### GOAL OF THE EXERCISE:
Reproduce the full passage on tuberculosis in people with HIV, word for word.

### EXTRACT PROVIDED:
"""

>Tuberculosis, a disease modern medicine once thought it had conquered, is now the leading cause of death among people with HIV worldwide. Until recently, TB was not perceived as a particular threat to HIV-positive individuals in this country -- but that was before the emergence of new strains of tuberculosis, strains that are resistant to one or more of the drugs used to treat this infection. These drug-resistant strains of tuberculosis have resulted in outbreaks of disease that are difficult to treat, rapidly progressive, and exceedingly dangerous.

In the past, a simple skin test, administered in your care provider's office, was sufficient to determine if you had been exposed to TB. (This test, the only currently available clinical measurement of latent TB infection, is known as the tuberculin skin test.) If this skin test produced a firm welt, not much bigger than a pimple, that meant that you had been exposed to tuberculosis. Once active TB had been ruled out, drug therapy was then initiated for latent (inactive) tuberculosis. The problem is that the tuberculin skin test doesn't work very well in people with HIV. Many of them, especially those with more advanced HIV disease, have what is called anergy: their weakened immune systems fail to respond to the skin test even if they have been exposed to TB. As a result, care providers have no way of knowing for sure if a person with HIV has TB infection until that person develops symptoms of active disease.

"""

### INPUT DATA:
"""

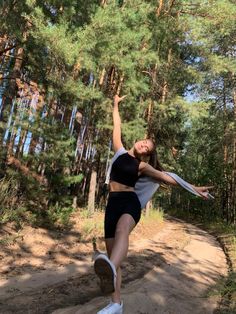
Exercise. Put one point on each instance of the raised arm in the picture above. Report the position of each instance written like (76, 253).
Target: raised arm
(117, 144)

"""

### RESPONSE AREA:
>Tuberculosis, a disease modern medicine once thought it had conquered, is now the leading cause of death among people with HIV worldwide. Until recently, TB was not perceived as a particular threat to HIV-positive individuals in this country -- but that was before the emergence of new strains of tuberculosis, strains that are resistant to one or more of the drugs used to treat this infection. These drug-resistant strains of tuberculosis have resulted in outbreaks of disease that are difficult to treat, rapidly progressive, and exceedingly dangerous.

In the past, a simple skin test, administered in your care provider's office, was sufficient to determine if you had been exposed to TB. (This test, the only currently available clinical measurement of latent TB infection, is known as the tuberculin skin test.) If this skin test produced a firm welt, not much bigger than a pimple, that meant that you had been exposed to tuberculosis. Once active TB had been ruled out, drug therapy was then initiated for latent (inactive) tuberculosis. The problem is that the tuberculin skin test doesn't work very well in people with HIV. Many of them, especially those with more advanced HIV disease, have what is called anergy: their weakened immune systems fail to respond to the skin test even if they have been exposed to TB. As a result, care providers have no way of knowing for sure if a person with HIV has TB infection until that person develops symptoms of active disease.